L’acqua è mossa dalla violenza dei venti e l’iracondo è agitato dai pensieri dissennati. Il
monaco iracondo vede qualcuno e arrota i denti. La diffusione della nebbia condensa
l’aria e il moto dell’ira annebbia la mente dell’iracondo. La nube procedendo offusca il
sole e così il pensiero rancoroso ottunde la mente. Il leone in gabbia scuote
continuamente i cardini come il violento nella cella (quando è assalito) dal pensiero
dell’ira. È deliziosa la vista di un mare tranquillo, ma non è certo più dilettosa di uno
stato di pace: infatti i delfini nuotano nel mare in bonaccia e i pensieri volti a Dio si
immergono in uno stato di serenità. Il monaco magnanimo è una fonte tranquilla,
gradevole bevanda offerta a tutti, mentre la mente dell’iracondo è continuamente agitata
ed egli non darà l’acqua all’assetato e, se gliela darà, sarà intorbidata e nociva; gli occhi
dell’animoso sono sconvolti e iniettati di sangue e annunziano un cuore in tumulto. Il
volto del magnanimo mostra assennatezza e gli occhi benigni sono rivolti verso il basso.
————
CONSEGNA 1: Quali parti del corpo nomina il brano sull'ira? Elencale, ciascuna una sola volta.

DATI DI LAVORO:
————
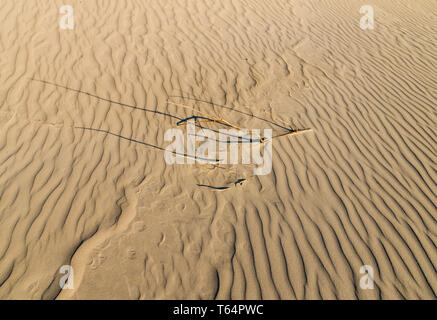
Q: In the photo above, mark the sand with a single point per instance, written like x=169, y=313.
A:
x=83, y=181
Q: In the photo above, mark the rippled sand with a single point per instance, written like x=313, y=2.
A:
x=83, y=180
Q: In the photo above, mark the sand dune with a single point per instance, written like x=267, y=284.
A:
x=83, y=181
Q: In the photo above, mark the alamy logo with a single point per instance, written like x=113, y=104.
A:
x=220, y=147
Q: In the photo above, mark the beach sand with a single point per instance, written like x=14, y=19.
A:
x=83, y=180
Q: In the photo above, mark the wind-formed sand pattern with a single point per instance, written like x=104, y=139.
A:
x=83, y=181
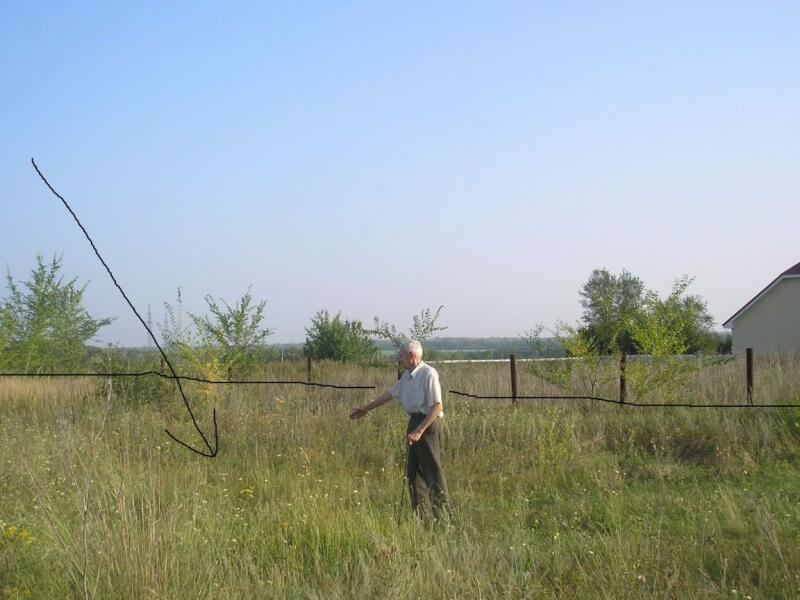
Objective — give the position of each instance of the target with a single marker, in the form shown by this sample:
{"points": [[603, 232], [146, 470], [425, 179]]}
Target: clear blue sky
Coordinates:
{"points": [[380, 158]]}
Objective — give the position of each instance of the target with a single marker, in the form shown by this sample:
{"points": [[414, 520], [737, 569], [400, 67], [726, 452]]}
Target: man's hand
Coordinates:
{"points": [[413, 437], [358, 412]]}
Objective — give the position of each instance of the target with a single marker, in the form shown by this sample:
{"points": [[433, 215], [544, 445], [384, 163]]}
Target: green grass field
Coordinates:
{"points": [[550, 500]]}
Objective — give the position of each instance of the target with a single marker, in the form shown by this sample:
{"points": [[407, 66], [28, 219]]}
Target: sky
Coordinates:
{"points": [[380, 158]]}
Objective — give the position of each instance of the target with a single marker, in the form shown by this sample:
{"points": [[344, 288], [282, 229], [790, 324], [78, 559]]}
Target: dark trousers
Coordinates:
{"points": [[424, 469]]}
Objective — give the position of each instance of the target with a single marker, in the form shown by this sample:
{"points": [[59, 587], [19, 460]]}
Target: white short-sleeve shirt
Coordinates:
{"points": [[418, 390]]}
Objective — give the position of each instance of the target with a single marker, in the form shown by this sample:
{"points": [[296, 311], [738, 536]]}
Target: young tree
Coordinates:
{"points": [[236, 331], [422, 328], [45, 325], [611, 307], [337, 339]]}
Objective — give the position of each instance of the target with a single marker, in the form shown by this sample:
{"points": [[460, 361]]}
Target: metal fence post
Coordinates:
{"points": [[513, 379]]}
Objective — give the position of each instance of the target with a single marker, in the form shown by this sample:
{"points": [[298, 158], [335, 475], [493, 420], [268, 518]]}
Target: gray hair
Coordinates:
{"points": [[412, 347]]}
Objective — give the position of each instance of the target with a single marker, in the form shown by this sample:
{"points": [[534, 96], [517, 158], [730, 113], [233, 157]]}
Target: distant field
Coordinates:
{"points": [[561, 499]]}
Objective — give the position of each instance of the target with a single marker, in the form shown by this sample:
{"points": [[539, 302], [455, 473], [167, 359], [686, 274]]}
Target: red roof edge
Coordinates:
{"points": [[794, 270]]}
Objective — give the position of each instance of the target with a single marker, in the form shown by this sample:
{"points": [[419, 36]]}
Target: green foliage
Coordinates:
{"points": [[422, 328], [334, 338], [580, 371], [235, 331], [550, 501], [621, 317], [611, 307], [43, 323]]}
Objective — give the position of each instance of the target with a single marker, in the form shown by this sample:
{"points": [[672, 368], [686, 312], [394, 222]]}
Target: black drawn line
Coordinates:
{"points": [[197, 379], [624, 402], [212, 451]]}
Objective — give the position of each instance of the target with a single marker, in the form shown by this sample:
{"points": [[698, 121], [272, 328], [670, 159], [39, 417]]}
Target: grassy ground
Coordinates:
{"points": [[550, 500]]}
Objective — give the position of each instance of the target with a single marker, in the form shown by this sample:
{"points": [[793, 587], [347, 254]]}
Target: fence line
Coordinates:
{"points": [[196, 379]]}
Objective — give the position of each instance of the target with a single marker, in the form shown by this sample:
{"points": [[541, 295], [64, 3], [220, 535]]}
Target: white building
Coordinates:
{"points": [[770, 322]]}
————
CONSEGNA 2: Individua nelle voci tutte le righe che contengono la stringa "line" e riportale per intero. Tieni conto di maiuscole e minuscole.

SOLUZIONE SVOLTA 1:
- denti
- occhi
- cuore
- volto

SOLUZIONE SVOLTA 2:
Target: black drawn line
Target: fence line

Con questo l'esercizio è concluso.